- _Requirements_: Rewrite the lines below, swapping every "instance" for "occurrence" and keeping everything else the same, and leave the pictures out of your answer.

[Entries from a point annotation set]
****************************************

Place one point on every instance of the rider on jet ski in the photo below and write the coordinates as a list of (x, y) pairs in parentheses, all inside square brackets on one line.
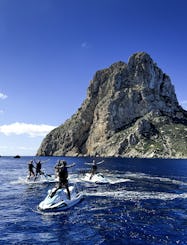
[(62, 170)]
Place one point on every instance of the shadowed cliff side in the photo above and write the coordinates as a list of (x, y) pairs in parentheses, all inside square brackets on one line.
[(131, 110)]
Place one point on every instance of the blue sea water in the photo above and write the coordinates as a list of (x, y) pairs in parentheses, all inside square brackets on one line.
[(144, 203)]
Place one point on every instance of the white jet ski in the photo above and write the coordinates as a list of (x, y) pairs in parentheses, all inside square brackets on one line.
[(96, 178), (59, 201)]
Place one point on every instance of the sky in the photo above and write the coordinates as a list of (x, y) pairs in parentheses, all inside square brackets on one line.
[(51, 49)]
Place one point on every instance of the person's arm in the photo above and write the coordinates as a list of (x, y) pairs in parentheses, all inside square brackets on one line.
[(89, 163), (45, 161), (69, 166)]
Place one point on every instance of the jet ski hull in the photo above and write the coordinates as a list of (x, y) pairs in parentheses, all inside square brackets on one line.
[(59, 202), (96, 178)]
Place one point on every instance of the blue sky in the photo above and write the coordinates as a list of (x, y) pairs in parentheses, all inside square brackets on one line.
[(51, 49)]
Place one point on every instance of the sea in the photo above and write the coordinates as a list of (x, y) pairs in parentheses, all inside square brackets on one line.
[(144, 202)]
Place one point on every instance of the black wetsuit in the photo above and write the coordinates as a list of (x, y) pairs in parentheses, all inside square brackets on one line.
[(38, 168), (63, 176)]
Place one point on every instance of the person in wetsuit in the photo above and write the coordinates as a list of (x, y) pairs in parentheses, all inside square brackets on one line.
[(94, 167), (31, 169), (62, 170), (39, 167)]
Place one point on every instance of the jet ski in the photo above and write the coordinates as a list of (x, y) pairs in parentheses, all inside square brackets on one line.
[(97, 178), (59, 201)]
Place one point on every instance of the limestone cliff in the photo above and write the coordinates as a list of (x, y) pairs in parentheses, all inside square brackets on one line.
[(131, 110)]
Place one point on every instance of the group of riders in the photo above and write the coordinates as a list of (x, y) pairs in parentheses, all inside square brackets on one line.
[(61, 172)]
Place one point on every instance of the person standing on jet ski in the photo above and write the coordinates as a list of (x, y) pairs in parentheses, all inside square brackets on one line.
[(31, 169), (39, 168), (94, 167), (62, 170)]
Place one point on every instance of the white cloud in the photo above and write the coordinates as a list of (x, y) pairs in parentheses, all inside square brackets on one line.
[(84, 45), (31, 130), (3, 96)]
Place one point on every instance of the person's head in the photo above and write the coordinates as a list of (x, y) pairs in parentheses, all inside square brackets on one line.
[(64, 163)]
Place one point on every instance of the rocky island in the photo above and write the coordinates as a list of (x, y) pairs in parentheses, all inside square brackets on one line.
[(131, 110)]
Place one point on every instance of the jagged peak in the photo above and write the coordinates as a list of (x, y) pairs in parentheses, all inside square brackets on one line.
[(139, 57)]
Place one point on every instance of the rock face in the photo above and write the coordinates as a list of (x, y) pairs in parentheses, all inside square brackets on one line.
[(131, 110)]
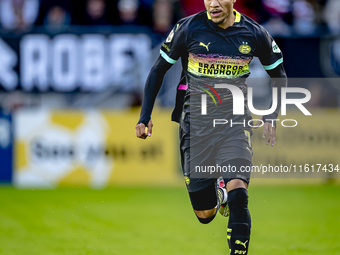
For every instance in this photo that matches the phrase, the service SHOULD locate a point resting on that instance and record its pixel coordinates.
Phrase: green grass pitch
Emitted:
(301, 220)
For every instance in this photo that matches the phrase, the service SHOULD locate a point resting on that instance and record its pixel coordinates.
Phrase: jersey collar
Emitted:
(237, 14)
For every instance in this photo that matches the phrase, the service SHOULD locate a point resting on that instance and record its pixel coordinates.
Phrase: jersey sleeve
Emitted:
(268, 51)
(175, 44)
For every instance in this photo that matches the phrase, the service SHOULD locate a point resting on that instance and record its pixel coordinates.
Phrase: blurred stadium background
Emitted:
(75, 180)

****************************************

- _The output_:
Place one point on every occurrence of the rider on jet ski in the photo below and write the coordinates as a list of (x, y) pairs in parentheses, all inside square brackets on one line.
[(62, 170)]
Place one point on every occurrence of the shadowed cliff side in the photo above and write the coordinates as a list of (x, y) pairs in parentheses, all inside square brackets on one line.
[(131, 110)]
Place one point on every occurrence of the blue sea water in the photo above and write the coordinates as a list of (x, y) pairs in parentheses, all inside square brackets on one line.
[(144, 203)]
Place one point on every occurrence of the white jet ski in the photo above and write the coordinates as a list of (x, y) pairs in parentheses, all inside square brackets on one line.
[(96, 178), (59, 201)]
Place one point on every occurrence of the sky in the photo above and write the coordinates as a list of (x, y) pairs in parentheses, all inside square brackets on one line.
[(51, 49)]
Place one point on every occurrence of the person's arm in the photo above and write the coordinates as a list of (x, y) pairs in parentheses, all inside square brackets on one line.
[(89, 163), (45, 161), (69, 166)]
Place one point on every occurrence of the jet ski hull in the photo above and write the coordinates as a list of (x, y) pairs in parentheses, all inside square brackets on one line.
[(59, 202), (96, 178)]
Place one point on every occurrence of the blue sky in the photo above and write the coordinates as a list of (x, y) pairs in parentheses, all inside square brackets on one line.
[(51, 49)]
Place one point on every occurrence of the sea in the photo above and write the coordinates as a list of (x, y) pairs in parentheses, all inside square brackets on one line.
[(144, 202)]
Place one point on every occurrence of the black wetsuit in the photo above and write the coordinates as a list of (x, y) pairs in parentheses, all inside square brackets on one line.
[(38, 168), (63, 176)]
Place one point on every occurrence of the person in wetsuit in the photo above and write the coordinates as a list of (x, y) pairs in parentheses, all inside square brackets on one line.
[(94, 167), (31, 169), (62, 170), (39, 167)]
Place one point on every occurrence of the jet ski in the photo above and write the coordinates as a list of (x, y) pairs in parentheses, all inside square brackets on one line.
[(97, 178), (59, 201)]
Place one point on every occurrence of the limestone cliff in the photo above and write the coordinates as a list of (x, y) pairs in parentheses, all inside square brackets on one line.
[(131, 110)]
Place one point on every occurrence of the group of riders in the photo above and write the coordinates as a list of (x, y) pairs in parentheses, all inside square brackets on one line.
[(61, 172)]
Place one point on every occurrence of the person standing on jet ski in the photo above and write the coordinates as a list of (x, y) pairs in parentheses, all inside square brackets on one line.
[(31, 169), (39, 168), (94, 167), (62, 170)]
Place one point on every occurrence of the white cloud in the photo above and write the coordinates as a list of (x, y) pairs in parentheses, all inside square brackets on one line.
[(84, 45), (31, 130), (3, 96)]
Place one point on every occurrence of the person's head in the photo above and write the coordinates as a list of (x, y) pairs in parentheses, all inside square brackets on one line.
[(64, 163)]
Place one point on every occurrence of the rocky island in the photo above and write the coordinates as a list of (x, y) pairs in parentheses, all inside square brackets on one line.
[(131, 110)]
Place one point on every occurrence of the jagged peak in the photo above and write the coordinates as a list of (x, y) pairs in parentheses, all inside square brackets on one line.
[(139, 57)]
Place one point on every occurrence of the rock face in the photo above and write the coordinates as a list of (x, y) pairs in parentheses, all inside square brackets on one line.
[(131, 110)]
For every occurrence in this photo that matches the phrase, the service SHOULD locate a point resting on that occurrence and record its pixel coordinates.
Phrase: green grass pitch
Emitted:
(301, 220)
For every occurrence in this photo that matches the phrase, the service SHOULD locate a point resting on that occurrence and record its pixel coordinates.
Phrase: jersey collar
Emitted:
(237, 14)
For every occurrence in this photo that matches the phrase, the service SHOULD locate a point resting on that occurrence and record its pixel coordinates.
Phrase: jersey sleeve
Emitted:
(268, 51)
(175, 44)
For every occurrence in this photo that matches the phrase, the service SHOULD locate a point resting on that occurrence and record its pixel coordinates.
Phrase: blurred stadium background
Emitted:
(75, 180)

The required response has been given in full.